▸ **PAGE EXCERPT**:
Mares in some cases can have their "marish" days although I'd never owned one that did until a few years ago when I got my current 5 year old. I'd been round them, but never owned one that got like that. They have bonded quicker and virtually everyone I've had has become very protective. I've had mares actually make moves to defend me from what they perceived as a threat (e.g. put themselves between me and the "threat" even prepare to attack.) As most of you know mares lead the heard. If you have a mare that has the "lead mare" personality they can get rather bossy and it requires a little work to get them to accept that they can boss the horses, but you are their boss. If they are not the "lead mare" type then they tend to be wonderfully polite and easy once trained.

▸ **REQUEST**: Reproduce the passage of the post about mares between "Mares in some" and "easy once trained.", inclusive.

▸ **GIVEN MATERIAL**:
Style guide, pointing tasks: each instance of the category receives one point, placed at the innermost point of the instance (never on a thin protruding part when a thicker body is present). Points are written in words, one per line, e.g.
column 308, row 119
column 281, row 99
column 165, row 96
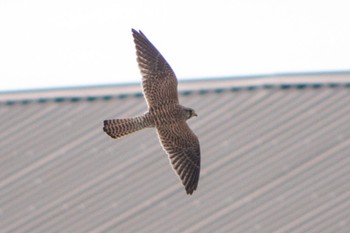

▸ **RIGHT ANSWER**:
Mares in some cases can have their "marish" days although I'd never owned one that did until a few years ago when I got my current 5 year old. I'd been round them, but never owned one that got like that. They have bonded quicker and virtually everyone I've had has become very protective. I've had mares actually make moves to defend me from what they perceived as a threat (e.g. put themselves between me and the "threat" even prepare to attack.) As most of you know mares lead the heard. If you have a mare that has the "lead mare" personality they can get rather bossy and it requires a little work to get them to accept that they can boss the horses, but you are their boss. If they are not the "lead mare" type then they tend to be wonderfully polite and easy once trained.